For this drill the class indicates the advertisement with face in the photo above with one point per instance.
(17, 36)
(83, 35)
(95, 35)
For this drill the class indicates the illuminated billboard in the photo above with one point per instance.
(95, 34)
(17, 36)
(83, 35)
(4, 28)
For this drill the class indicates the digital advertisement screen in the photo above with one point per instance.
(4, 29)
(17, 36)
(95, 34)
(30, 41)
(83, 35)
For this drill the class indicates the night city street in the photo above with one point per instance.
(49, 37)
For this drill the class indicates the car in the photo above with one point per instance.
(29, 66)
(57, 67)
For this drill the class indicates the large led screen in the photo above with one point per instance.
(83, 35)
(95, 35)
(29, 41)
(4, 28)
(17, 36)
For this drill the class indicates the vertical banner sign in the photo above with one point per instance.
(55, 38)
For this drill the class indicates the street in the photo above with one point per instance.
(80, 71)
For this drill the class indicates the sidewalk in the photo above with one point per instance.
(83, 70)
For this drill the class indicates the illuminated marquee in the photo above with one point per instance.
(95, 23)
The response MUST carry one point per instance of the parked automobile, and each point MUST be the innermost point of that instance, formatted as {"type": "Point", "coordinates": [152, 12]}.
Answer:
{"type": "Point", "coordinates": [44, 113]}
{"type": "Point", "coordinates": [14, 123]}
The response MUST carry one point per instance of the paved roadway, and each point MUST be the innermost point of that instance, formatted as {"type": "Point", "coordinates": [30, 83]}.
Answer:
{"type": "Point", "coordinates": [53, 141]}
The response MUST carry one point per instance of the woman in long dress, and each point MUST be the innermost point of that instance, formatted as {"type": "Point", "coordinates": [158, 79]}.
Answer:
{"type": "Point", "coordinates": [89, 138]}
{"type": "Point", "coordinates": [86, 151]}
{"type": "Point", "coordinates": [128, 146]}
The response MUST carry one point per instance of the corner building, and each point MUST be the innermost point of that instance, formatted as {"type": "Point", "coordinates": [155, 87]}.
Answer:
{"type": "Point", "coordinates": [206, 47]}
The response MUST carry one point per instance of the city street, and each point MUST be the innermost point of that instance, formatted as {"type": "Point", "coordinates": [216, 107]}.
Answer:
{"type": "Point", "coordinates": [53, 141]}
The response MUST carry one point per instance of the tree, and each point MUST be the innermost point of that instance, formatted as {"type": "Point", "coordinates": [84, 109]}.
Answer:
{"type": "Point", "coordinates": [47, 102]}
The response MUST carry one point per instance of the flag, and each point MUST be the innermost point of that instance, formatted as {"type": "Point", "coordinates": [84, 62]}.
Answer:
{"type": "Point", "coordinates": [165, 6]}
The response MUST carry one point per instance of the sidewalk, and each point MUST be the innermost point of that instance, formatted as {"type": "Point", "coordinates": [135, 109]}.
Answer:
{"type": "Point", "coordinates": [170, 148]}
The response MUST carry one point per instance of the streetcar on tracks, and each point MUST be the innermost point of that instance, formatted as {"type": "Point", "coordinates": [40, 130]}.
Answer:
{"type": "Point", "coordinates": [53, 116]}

> **ABOUT THIS TASK**: All entries are to be copied exactly as they read.

> **TASK SOLUTION**:
For this drill the class indicates the advertisement with face in the photo above with one point per instance.
(17, 36)
(83, 35)
(95, 35)
For this drill the class indicates the illuminated billboard in the photo above with one point per instance.
(95, 34)
(17, 36)
(83, 35)
(4, 28)
For this drill the class indicates the digital advertisement screen in the photo above with one point per instance.
(4, 29)
(17, 36)
(95, 34)
(30, 41)
(83, 35)
For this drill the class indicates the night city street in the photo above with one point per instance.
(49, 37)
For this drill the class indicates the car in the photo above with one point per instance.
(29, 66)
(57, 67)
For this drill the class indicates the large led screen in the photo above with one point per instance.
(83, 35)
(95, 35)
(29, 41)
(4, 28)
(17, 36)
For this drill the class indicates the vertical banner sign in the photo above with one point per instance.
(55, 38)
For this drill the class indicates the street in the photo above with one point per instance.
(80, 71)
For this drill the class indicates the sidewalk in the photo above with one point per instance.
(83, 70)
For this drill the class indicates the illuminated marquee in the photo above with one point per instance.
(95, 23)
The response MUST carry one point per instance of the parked automobile, and each point MUST be the innermost point of that instance, formatted as {"type": "Point", "coordinates": [152, 12]}.
Answer:
{"type": "Point", "coordinates": [44, 113]}
{"type": "Point", "coordinates": [14, 123]}
The response MUST carry one point per instance of the paved roadway, and each point MUST be the innermost point of that instance, formatted as {"type": "Point", "coordinates": [30, 83]}.
Answer:
{"type": "Point", "coordinates": [53, 141]}
The response MUST carry one point per instance of the woman in long dress, and each point MUST be the innermost point of that instance, formatted as {"type": "Point", "coordinates": [158, 79]}.
Answer:
{"type": "Point", "coordinates": [89, 138]}
{"type": "Point", "coordinates": [86, 151]}
{"type": "Point", "coordinates": [128, 146]}
The response MUST carry one point per instance of the corner building, and each point MUST be the innermost point of that instance, formatted as {"type": "Point", "coordinates": [155, 87]}.
Answer:
{"type": "Point", "coordinates": [206, 47]}
The response MUST carry one point per instance of the city street, and each point MUST be the innermost point of that instance, formatted as {"type": "Point", "coordinates": [216, 107]}.
Answer:
{"type": "Point", "coordinates": [53, 141]}
The response MUST carry one point per instance of the tree, and each point MUST be the innermost point of that instance, formatted as {"type": "Point", "coordinates": [84, 109]}.
Answer:
{"type": "Point", "coordinates": [47, 102]}
The response MUST carry one point per instance of the flag, and each point MUST be the innermost point of that instance, formatted as {"type": "Point", "coordinates": [84, 62]}.
Answer:
{"type": "Point", "coordinates": [165, 6]}
The response MUST carry one point per instance of the sidewalk, and each point MUST be the innermost point of that instance, formatted as {"type": "Point", "coordinates": [135, 109]}.
Answer:
{"type": "Point", "coordinates": [170, 148]}
The response MUST carry one point per instance of the streetcar on tracks, and each point MUST be the innermost point of that instance, formatted as {"type": "Point", "coordinates": [40, 130]}.
Answer:
{"type": "Point", "coordinates": [53, 116]}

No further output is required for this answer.